▶ [THE TASK] Rewrite the data below as a numbered list, dropping the blank lines. Leave the pictures out of your answer.

Stored dataset items
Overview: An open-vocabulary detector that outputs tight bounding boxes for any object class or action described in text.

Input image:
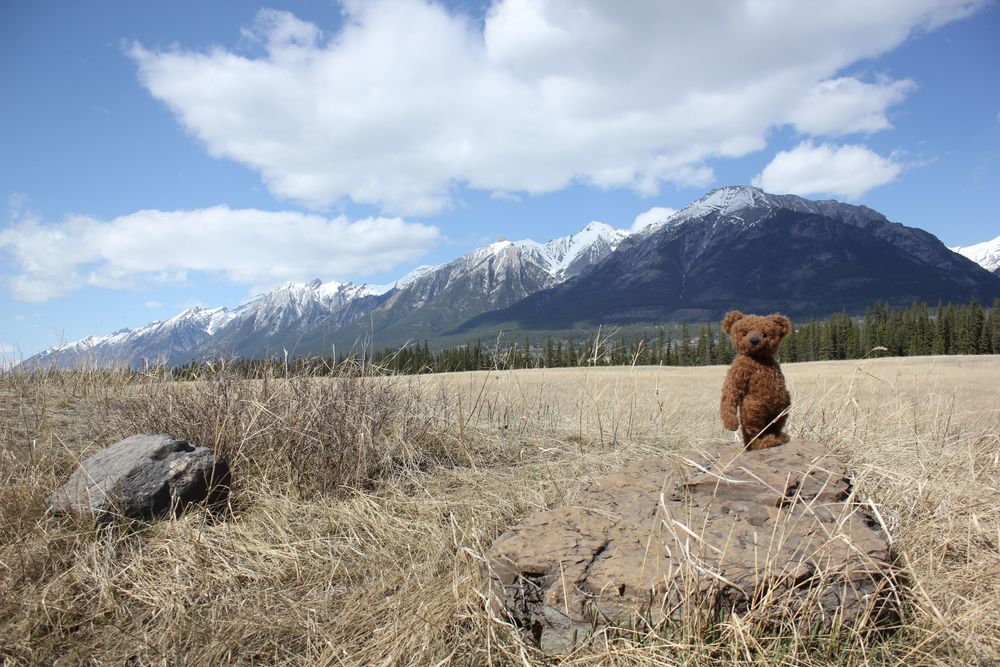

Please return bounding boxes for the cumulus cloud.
[753,141,903,199]
[631,206,677,232]
[0,206,441,301]
[788,77,916,135]
[129,0,982,214]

▶ [ANSWER TO THIS TASK]
1. Overview: An open-vocabulary detector that outputs tight bounding boxes for any object class or action described in text.
2. Input image:
3. Please return bounding boxes for the cumulus cloud.
4. [753,141,903,199]
5. [631,206,677,232]
6. [0,206,441,301]
7. [788,77,916,135]
8. [129,0,982,214]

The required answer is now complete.